**Extracted text**
Mr. Barker, one of the organizers of the group that has brought up new concerns about toxic chemicals dumped at the Air Brake site on Starbuck Avenue, said the new apartment complex sits just yards away from the remnants of polluted Oily Creek and close to a now defunct landfill that the Air Brake used for years.

Mr. Barker was among 12 speakers and about 45 people who attended Tuesday night’s Watertown City Council meeting to voice concerns about the chemicals dumped into nearby Kelsey Creek.

He also contended that the state Department of Environmental Conservation should have done more testing after a 2002 study showed the pollution was getting worse near Oily Creek.

Carthage resident Justin J. Lajoie, who owns property along Kelsey Creek, said he warned Jefferson County and city officials before construction began at Creek Wood that it might be being built on contaminated soil, but no one wanted to listen to him.

Over the years, Mr. Lajoie said, he went back and forth to city officials and DEC to get answers about the toxic chemicals that ended up in Kelsey Creek.

“Sometimes I felt like a frisbee,” Mr. Lajoie said.

In recent weeks, residents have asked the city to join them in demanding that DEC provide more information about what happened at Air Brake and in Kelsey Creek. They want DEC to conduct more tests.

But Mayor Jeffrey E. Graham said city officials don’t have the capability of answering the highly technical questions that residents have been asking. He suggested the group go directly to DEC officials and ask for help from the area’s state lawmakers.

The mayor also again denied that the city has been involved in a cover-up about the situation, “but we’re sensitive to your concerns.”

He also told the group that city staff and City Manager Sharon A. Addison met earlier Tuesday with DEC to learn more about what was done to clean up the creek and how the contaminants were handled.

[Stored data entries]
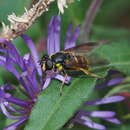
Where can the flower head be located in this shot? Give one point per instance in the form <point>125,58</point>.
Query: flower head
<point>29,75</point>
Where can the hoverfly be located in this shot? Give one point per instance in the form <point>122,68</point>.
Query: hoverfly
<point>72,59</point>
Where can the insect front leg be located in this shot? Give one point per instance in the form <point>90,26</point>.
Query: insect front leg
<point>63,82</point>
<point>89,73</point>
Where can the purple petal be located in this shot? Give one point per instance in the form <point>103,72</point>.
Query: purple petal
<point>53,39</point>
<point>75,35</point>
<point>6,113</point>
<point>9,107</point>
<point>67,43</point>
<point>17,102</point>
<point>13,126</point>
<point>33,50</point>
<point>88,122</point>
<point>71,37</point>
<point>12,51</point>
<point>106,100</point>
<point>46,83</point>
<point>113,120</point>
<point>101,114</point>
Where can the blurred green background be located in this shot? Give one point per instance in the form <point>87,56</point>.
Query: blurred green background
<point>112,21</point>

**What you need to do**
Extend the news report on the Kelsey Creek chemical contamination, picking up after its final sentence.

**Task answer**
In 2008, DEC found unacceptable levels of trichloroethylene, or TCE — an industrial solvent used at the Air Brake facility on Starbuck Avenue decades ago — in four on-site buildings and a home at 431 E. Hoard St., which subsequently was equipped with an air-mitigation system. TCE is a suspected carcinogen that also might cause nerve disorders.

The state Department of Health and DEC tested more than 50 structures, including four buildings on the Air Brake campus, 44 houses, North and Starbuck elementary schools and a church, for TCE vapor intrusions. About 1,200 parcels were in the testing area, which primarily extended north and west of the company’s Starbuck Avenue campus.

In 1995, DEC dredged Kelsey Creek and removed contaminants and soil. They were taken to the Purdy Avenue and industrial landfills, where they were sufficiently capped off, according to DEC’s website.

In recent weeks, residents and former neighbors have told stories about family members suffering from nerve disorders, cancer and birth defects. They said they believe the TCE got into the ground, escaped off the site and got into Kelsey Creek.

Rexford Place resident Ruth Barber Bateman said all three of her children, one of whom died, suffered birth defects after the family lived in Cloverdale Apartments, which was torn down to make way for Starwood, the multi-unit complex that now sits there.

Both Starwood and Creek Wood were built to accommodate a need for rental housing for Fort Drum soldiers.

State Street resident Joanne M. Hughes recalled how she and her friends hung out in a nearby field when she was young. She now wonders whether the toxic chemicals may have caused a rare form of thyroid cancer that she discovered when she was just 24 years old.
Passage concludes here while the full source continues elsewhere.